▶ [WORK TO DO]: Quote only the lines from the one containing "of the tire." through the final line, both included, and omit the pictures.

__________________________________________________

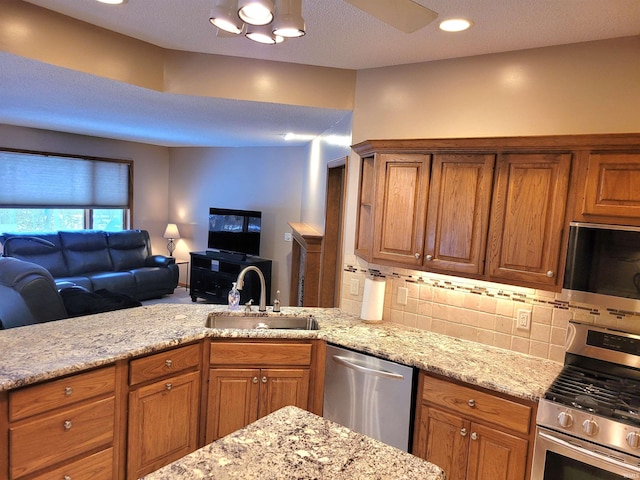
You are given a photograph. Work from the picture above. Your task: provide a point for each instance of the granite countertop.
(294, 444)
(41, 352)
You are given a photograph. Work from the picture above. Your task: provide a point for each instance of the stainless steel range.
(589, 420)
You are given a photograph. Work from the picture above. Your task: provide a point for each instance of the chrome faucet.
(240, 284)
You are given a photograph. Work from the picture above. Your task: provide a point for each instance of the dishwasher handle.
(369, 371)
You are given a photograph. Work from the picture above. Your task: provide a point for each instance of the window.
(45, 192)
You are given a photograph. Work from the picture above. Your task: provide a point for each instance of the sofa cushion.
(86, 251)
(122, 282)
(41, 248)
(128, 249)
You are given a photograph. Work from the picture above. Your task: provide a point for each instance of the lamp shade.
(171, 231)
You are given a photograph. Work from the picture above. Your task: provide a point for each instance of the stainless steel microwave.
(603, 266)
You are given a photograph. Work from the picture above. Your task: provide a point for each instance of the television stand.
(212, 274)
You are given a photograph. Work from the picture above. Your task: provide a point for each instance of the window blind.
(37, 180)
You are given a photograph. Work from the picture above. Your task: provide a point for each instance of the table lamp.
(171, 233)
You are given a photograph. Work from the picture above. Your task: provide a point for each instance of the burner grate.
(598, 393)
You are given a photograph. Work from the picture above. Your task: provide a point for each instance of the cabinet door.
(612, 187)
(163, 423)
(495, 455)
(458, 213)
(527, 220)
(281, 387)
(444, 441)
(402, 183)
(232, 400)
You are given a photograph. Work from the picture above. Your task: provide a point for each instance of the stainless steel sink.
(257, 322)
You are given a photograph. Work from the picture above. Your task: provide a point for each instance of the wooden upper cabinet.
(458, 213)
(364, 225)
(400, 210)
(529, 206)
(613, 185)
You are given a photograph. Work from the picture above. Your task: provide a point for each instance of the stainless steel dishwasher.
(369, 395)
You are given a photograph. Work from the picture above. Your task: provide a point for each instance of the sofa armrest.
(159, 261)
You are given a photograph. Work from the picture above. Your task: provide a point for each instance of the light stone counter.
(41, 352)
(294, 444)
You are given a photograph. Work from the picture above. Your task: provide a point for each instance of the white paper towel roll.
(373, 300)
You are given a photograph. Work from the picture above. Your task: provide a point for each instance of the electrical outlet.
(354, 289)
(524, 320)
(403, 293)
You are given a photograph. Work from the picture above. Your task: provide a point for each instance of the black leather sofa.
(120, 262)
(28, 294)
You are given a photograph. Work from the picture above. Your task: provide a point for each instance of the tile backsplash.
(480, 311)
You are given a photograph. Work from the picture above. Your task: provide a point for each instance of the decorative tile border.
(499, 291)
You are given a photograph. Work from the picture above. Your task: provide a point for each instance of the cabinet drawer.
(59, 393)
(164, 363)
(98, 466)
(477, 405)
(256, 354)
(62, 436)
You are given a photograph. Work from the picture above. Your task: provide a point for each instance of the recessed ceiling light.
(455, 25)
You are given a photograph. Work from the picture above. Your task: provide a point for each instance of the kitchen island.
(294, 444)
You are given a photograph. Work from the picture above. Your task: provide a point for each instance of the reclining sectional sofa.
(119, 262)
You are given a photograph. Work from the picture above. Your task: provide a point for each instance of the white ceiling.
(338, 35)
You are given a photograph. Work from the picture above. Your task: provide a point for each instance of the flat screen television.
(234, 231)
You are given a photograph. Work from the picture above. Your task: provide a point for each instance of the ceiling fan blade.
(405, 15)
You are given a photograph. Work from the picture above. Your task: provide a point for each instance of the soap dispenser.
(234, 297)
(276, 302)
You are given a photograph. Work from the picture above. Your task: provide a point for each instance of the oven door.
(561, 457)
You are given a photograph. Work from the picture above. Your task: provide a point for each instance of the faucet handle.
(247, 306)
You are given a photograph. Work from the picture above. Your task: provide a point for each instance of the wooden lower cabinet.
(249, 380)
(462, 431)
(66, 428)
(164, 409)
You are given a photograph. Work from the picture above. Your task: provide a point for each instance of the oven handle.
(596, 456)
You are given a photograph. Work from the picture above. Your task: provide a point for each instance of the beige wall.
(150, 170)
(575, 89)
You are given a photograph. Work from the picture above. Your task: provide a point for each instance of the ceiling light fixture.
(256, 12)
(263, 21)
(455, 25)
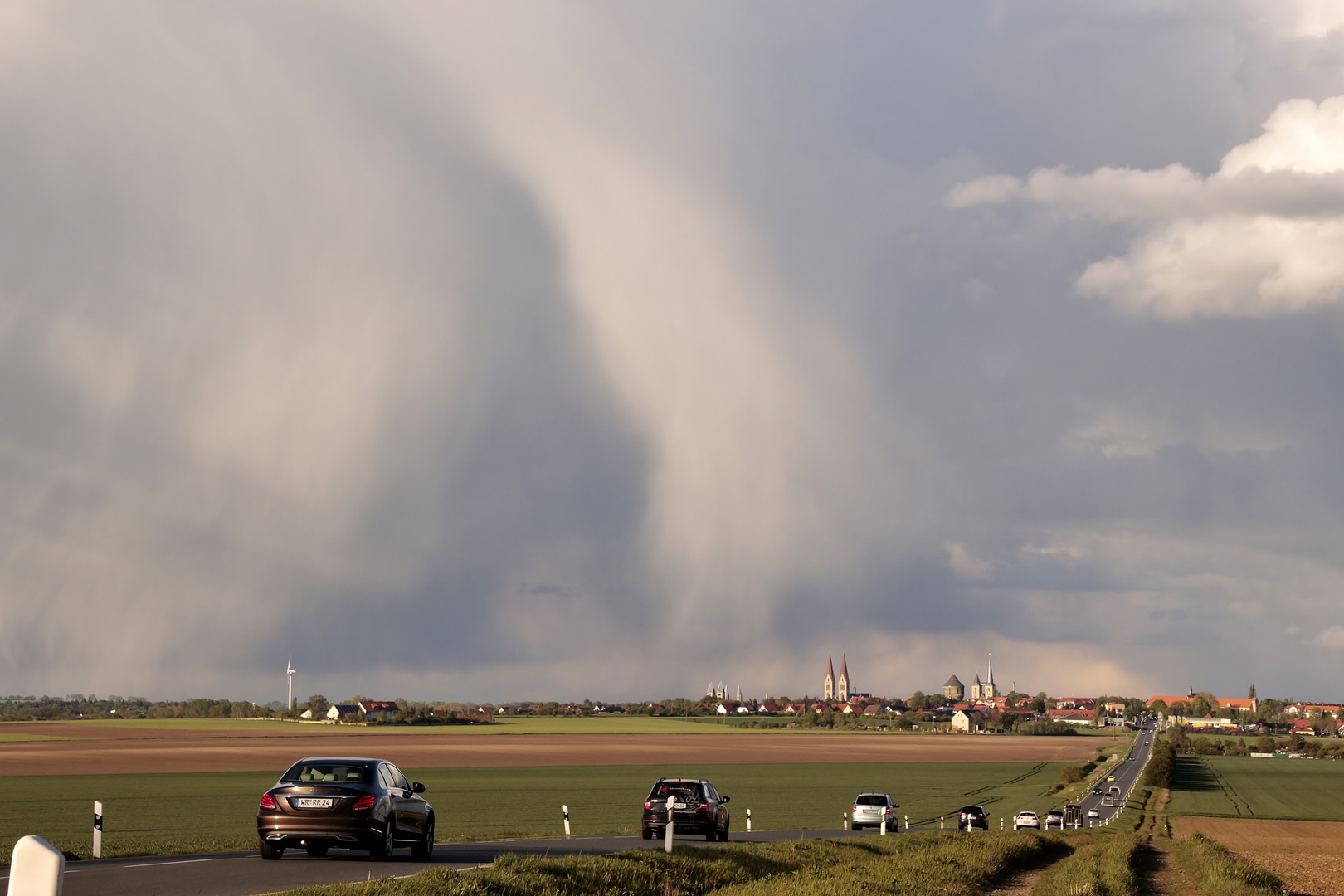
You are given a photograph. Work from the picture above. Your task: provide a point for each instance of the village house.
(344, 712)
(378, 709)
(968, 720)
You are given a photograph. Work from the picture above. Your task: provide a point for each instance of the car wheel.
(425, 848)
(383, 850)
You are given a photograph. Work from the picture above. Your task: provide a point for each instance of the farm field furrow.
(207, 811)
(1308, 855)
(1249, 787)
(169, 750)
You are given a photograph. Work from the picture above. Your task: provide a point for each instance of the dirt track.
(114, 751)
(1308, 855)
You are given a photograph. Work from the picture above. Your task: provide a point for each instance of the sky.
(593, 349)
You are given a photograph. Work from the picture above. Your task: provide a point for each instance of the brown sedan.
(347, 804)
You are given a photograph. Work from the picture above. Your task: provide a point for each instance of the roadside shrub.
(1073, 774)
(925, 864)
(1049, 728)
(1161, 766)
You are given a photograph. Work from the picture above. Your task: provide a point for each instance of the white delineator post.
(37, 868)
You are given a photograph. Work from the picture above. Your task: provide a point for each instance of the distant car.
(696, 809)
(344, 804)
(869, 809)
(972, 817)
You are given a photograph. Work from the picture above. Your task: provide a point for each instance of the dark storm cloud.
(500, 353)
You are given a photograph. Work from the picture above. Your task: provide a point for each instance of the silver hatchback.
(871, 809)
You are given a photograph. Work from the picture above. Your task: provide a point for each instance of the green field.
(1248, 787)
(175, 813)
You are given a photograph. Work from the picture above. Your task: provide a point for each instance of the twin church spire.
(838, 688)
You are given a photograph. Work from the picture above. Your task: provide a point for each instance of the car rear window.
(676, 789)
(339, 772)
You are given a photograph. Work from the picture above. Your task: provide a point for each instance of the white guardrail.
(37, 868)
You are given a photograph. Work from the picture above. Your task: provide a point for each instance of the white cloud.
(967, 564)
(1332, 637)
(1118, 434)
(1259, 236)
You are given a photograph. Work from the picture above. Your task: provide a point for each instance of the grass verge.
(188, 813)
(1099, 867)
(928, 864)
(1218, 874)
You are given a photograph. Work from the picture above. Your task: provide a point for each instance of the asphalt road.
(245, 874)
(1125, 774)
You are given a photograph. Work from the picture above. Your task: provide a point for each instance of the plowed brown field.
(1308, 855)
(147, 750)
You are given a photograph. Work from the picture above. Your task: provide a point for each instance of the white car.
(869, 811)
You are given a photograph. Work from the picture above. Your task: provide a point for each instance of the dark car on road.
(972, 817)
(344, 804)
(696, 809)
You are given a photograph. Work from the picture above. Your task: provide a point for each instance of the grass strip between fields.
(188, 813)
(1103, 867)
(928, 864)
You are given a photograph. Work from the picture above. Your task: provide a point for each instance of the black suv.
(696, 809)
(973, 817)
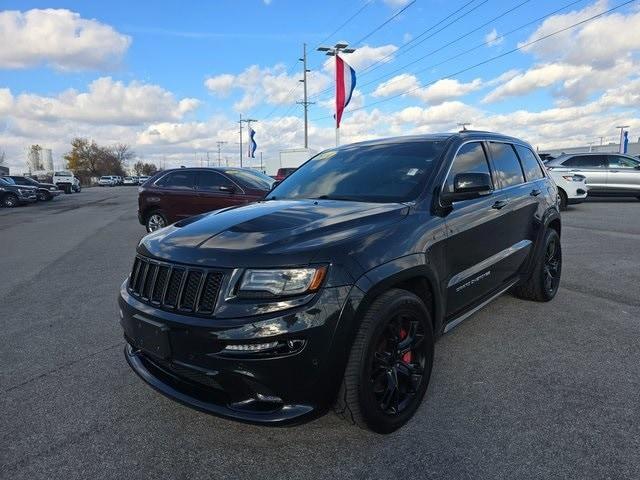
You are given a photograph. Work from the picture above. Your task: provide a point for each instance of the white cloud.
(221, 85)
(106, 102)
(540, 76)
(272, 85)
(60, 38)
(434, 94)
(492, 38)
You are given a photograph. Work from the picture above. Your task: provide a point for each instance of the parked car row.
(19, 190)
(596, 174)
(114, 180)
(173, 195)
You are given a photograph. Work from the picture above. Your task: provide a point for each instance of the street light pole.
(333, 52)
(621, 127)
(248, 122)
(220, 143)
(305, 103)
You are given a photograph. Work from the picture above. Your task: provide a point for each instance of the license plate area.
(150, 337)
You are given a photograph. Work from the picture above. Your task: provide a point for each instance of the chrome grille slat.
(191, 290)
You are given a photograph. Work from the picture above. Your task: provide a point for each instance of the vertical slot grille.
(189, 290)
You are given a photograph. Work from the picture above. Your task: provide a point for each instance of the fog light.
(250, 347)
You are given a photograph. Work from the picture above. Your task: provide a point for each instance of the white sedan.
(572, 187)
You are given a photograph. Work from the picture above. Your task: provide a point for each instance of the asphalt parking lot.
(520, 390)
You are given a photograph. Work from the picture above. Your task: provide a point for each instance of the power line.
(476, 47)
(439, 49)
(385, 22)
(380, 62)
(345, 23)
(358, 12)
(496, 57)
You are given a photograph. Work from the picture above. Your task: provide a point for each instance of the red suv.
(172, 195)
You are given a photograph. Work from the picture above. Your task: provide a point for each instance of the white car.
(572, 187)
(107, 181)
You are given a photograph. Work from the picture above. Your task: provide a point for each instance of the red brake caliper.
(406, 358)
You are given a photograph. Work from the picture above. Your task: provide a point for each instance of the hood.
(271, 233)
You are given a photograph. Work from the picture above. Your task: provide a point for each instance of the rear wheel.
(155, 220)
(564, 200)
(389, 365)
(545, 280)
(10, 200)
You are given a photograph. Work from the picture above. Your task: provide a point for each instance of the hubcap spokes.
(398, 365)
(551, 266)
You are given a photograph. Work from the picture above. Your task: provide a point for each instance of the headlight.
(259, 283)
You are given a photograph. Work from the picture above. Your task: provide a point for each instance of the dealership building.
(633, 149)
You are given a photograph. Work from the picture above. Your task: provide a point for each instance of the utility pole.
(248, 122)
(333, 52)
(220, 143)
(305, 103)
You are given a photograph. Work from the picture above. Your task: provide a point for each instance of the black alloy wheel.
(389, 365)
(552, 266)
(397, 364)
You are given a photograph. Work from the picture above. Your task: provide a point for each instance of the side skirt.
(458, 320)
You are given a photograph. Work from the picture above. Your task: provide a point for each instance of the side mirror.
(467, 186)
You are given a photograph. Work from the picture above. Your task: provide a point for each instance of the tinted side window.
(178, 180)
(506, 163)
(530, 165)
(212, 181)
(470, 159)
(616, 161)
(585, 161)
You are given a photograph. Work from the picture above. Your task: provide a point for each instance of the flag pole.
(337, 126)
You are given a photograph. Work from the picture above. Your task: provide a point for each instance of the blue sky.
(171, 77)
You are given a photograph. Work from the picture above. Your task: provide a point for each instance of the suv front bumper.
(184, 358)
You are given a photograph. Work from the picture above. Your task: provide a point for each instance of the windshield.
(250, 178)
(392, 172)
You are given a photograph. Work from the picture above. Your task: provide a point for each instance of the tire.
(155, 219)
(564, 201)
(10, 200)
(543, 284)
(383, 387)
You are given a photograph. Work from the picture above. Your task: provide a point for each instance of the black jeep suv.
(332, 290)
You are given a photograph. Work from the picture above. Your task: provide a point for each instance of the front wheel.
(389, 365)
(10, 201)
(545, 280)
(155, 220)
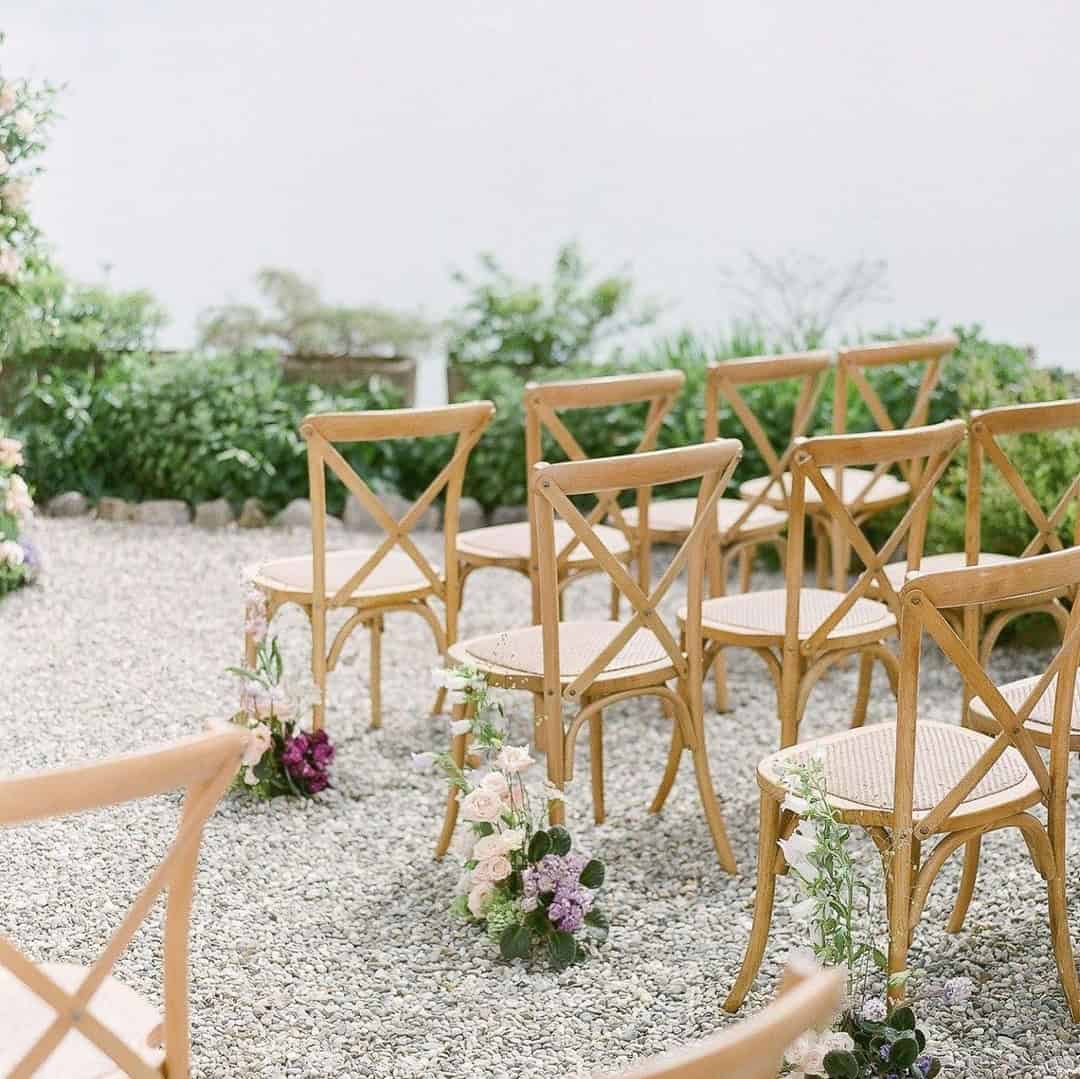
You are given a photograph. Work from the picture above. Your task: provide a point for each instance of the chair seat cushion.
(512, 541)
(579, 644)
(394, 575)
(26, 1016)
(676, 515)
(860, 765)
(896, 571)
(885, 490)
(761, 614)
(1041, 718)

__________________________________________________

▶ [WRITTEN SOLUTION]:
You are given a photograph. Work from the picture above. Your task: provide a point for each instance of the tire.
(155, 219)
(564, 201)
(10, 200)
(543, 284)
(383, 387)
You are given a photograph. Work from the picture above. Your task: provide a point for each instance of the black jeep suv.
(332, 290)
You are given a photograph. Work from the picture above. Your task: provide a point for each instance of the front wheel.
(389, 365)
(10, 201)
(545, 280)
(155, 220)
You are given a photograph. Work from the picture above. Your task: provide a point for each instance of the chair seat cushion.
(512, 541)
(579, 644)
(394, 575)
(26, 1016)
(676, 515)
(860, 765)
(896, 571)
(885, 490)
(761, 614)
(1041, 718)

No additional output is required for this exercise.